TEXT SECTION section start

Pharaoh’s Hardened Heart
the meanings of hardening
The hardening of Pharaoh’s heart is a topic that is often associated with God’s sovereignty because the scriptures state that God deliberately hardened Pharaoh’s heart multiple times. While there is no question God hardened Pharaoh’s heart, there is debate about what the operation of hardening meant.
The difficulty arises in that the consequence of God hardening Pharaoh’s heart was Pharaoh refused to obey the command to release the Hebrews from bondage. It seems confusing that God commanded Pharaoh to let the people go, but then hardened him so that he wouldn’t let them go. Does God cause people to disobey the commands He gives them?
I think understanding the meaning of the words used by scripture to describe Pharaoh’s hardening helps resolve the paradox and make sense of what God was doing. I say ‘words’ because there are three distinct Hebrew words used to describe the hardening of Pharaoh’s heart (or four words, if you distinguish between verb and adjective forms of the one word). We can derive the meanings of these words by looking at how Scripture used them in various contexts.
As is typical in the Hebrew language, each of these words has literal (concrete) and figurative meanings (see the page on Word Studies for further detail). These are listed below with examples from scripture. I derived the definitions by examining how scripture used the words in various passages and double-checked my definitions with well-known dictionaries and lexicons.
חָזַק – ḥāzaq
A strong grip, like when the angels took hold of Lot and his family to bring them out of Sodom. Genesis 19:16
When Scripture used the word figuratively, it generally applied it using the concept of the strength felt in a solid grip. It used the word with multiple senses of meaning.
- Encouraging (strengthening) of an individual – Deut. 3:28, 1 Sam. 30:6, Dan. 10:19
- A severe (strong) famine – Gen. 41:56
- Repairing (strengthening) of a building – 2 Kings 12:14
- Prevailed (overpower) an opponent – 1 Sam. 17:50
- Harden a heart – Exo. 7:13, 4:21
קָשָׁה – qāšâ
The root apparently came from an agricultural context. It emphasizes, firstly, the subjective effect exerted by an overly heavy yoke, which is hard to bear; and secondarily, the rebellious resistance of oxen to the yoke.

TEXT SECTION section end

◆ **WHAT THE TASK REQUIRES**: Carry on the text about the hardening of Pharaoh's heart, starting after its last sentence. The items have no connection to the text on Pharaoh's hardened heart.

INFORMATION GIVEN section start

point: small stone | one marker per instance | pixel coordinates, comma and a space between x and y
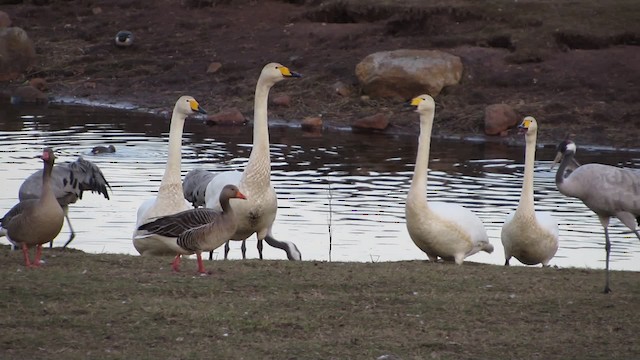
213, 67
312, 123
341, 89
231, 116
5, 20
375, 122
498, 118
39, 83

INFORMATION GIVEN section end

◆ **ANSWER TO THIS TASK**:
Taken from the Theological Wordbook OT
Scripture used this word in its figurative sense with two senses of meaning.
- Hard, harsh: something difficult to bear (think of a heavy yoke) – Deut. 1:17, 15:18, 1 Sam. 5:7
- Stiff-necked: stubborn, resistant to direction (as one resisting a yoke) – Deut. 10:16, 2 Kings 17:14, 2 Chron. 36:13
See as well 1 Kings 12:4 (heavy yoke) for an illustration of the figurative use and meaning of H7185. Notice as well how the people were resisting the burdensome policies proposed by Rehoboam. Thus, the story shows both aspects of the metaphorical meaning: the hard and harsh policies were like a heavy yoke; and the people’s resistance to the policies were like oxen resisting an undesirable yoke.
כָּבַד – kāḇaḏ
To be heavy, be weighty: Eli was heavy, Absalom’s hair was heavy – 1 Samuel 4:18, 2 Samuel 14:26.
Scripture applied the word figuratively in several types of contexts.
- Burdensome: A difficult event or circumstance – Exo. 5:9 (More work made heavy upon them), Psa. 38:4 (a burden too heavy for me).
- Greatness: Being greater than others – Gen. 13:2 (Abram was heavy in wealth), Num. 22:17 (Balak intended to honor, make great Balaam), Exo. 14:18 (God would gain honor over Pharaoh).
- Dysfunctional: An body part that does not operate as it should – Gen. 48:10 (eyes were dim), Isa. 59:1 (heavy ear).
Using the foundation of the above definitions, subsequent posts will look at how the meanings apply to what God was doing in Pharaoh’s heart and will attempt to make sense of what God was doing.